→ TEKS DOKUMEN
----

Aliran rasionalisme ada dua
macam yaitu dalam bidang agama dan dalam bidang filsafat. Dalam bidang agama
aliran rasionalisme adalah lawan dari autoritas dan biasanya digunakan
untuk mengkritik ajaran agama. Sedangkan dalam bidang filsafat, rasionalisme adalah
lawan dari empirisme dan sering berguna dalam menyusun teori
pengetahuan. Paham rasionalisme ini menganggap bahwa pengetahuan yang
didapat dari empirisme dianggap sering menyesatkan. Adapun alat berpikir
adalah kaidah-kaidah yang logis. Tokoh aliran
rasionalisme ini yaitu Rene Descartes (1596-1650), Spinoza
(1632-1677) dan Leibniz (1646-1716)
Rene Descartes dianggap sebagai Bapak Filsafat
Modern. Ia merupakan orang pertama pada Zaman Modern itu yang membangun
filsafat yang berdiri atas keyakinan diri sendiri yang dihasilkan oleh
pengetahuan akliah. Descrates merupakan orang pertama di akhir Abad Pertengahan
yang menyusun argumentasi kuat yang menyimpulkan bahwa dasar filsafat haruslah
akal, bukan perasaan, bukan iman, bukan ayat suci, dan bukan pula yang lainnya.

----

→ DATA MENTAH
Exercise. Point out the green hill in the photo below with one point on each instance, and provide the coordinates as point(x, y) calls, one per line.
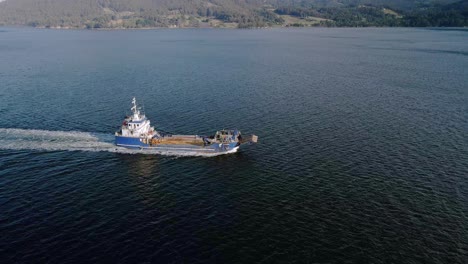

----

→ TUGAS LATIHAN
1: Dalam teks tentang aliran rasionalisme, siapa yang dianggap sebagai Bapak Filsafat Modern?
2: Apakah tiap pernyataan berikut sesuai dengan teks tentang aliran rasionalisme? (a) Dalam bidang filsafat, rasionalisme adalah lawan dari empirisme. (b) Paham rasionalisme menganggap pengetahuan dari empirisme selalu dapat diandalkan. (c) Spinoza termasuk tokoh aliran rasionalisme.
3: Bisakah Anda melanjutkan teks tentang aliran rasionalisme, mulai setelah kalimat terakhirnya?

→ HASIL LATIHAN
1: Rene Descartes.

2:
(a) Ya: "rasionalisme adalah lawan dari empirisme"
(b) Tidak: "pengetahuan yang didapat dari empirisme dianggap sering menyesatkan"
(c) Ya: "Tokoh aliran rasionalisme ini yaitu Rene Descartes (1596-1650), Spinoza"

3:
Semboyan dari aliran rasionalisme ini
ialah ungkapan Descartes yang berbunyi: Cogito ergo sum/I think
therefore I’m (saya berpikir maka saya ada). Dari ungkapan sederhana
ini, dapat diambil beberapa rumusan, sebagai berikut:
a.
Eksistensi manusia yang paling sempurna ialah
rasionya, sehingga rasio berperan sebagai “pengenal dirinya” sesuai dengan
koherensi antara berpikir dan berada. Artinya keberadaan manusia
terwujud/terkonsep setelah dia memikirkan dirinya.
b.
Dengan rasio, manusia berhasil menemukan kesan
(pengetahuan baru) tentang dirinya yang tidak atau kurang diketahui sebelumnya,
kecuali melalui sumber lain, yaitu kitab suci.
c.
Rasio tidak hanya sebagai penemu kesan
(pengetahuan dan kebenaran) melainkan kebenaran/pengetahuan hanyalah yang
diperoleh melalui rasio tersebut.
Tokoh lainnya yaitu Spinoza atau nama
lengkapnya Baruch de Spinoza, dalam bahasa Latin disebut Benedictus
dan dalam bahasa Portugis dengan Bento. Ia mencita-citakan suatu sistem
berdasarkan rasionalisme, untuk mencapai kebahagiaan bagi manusia.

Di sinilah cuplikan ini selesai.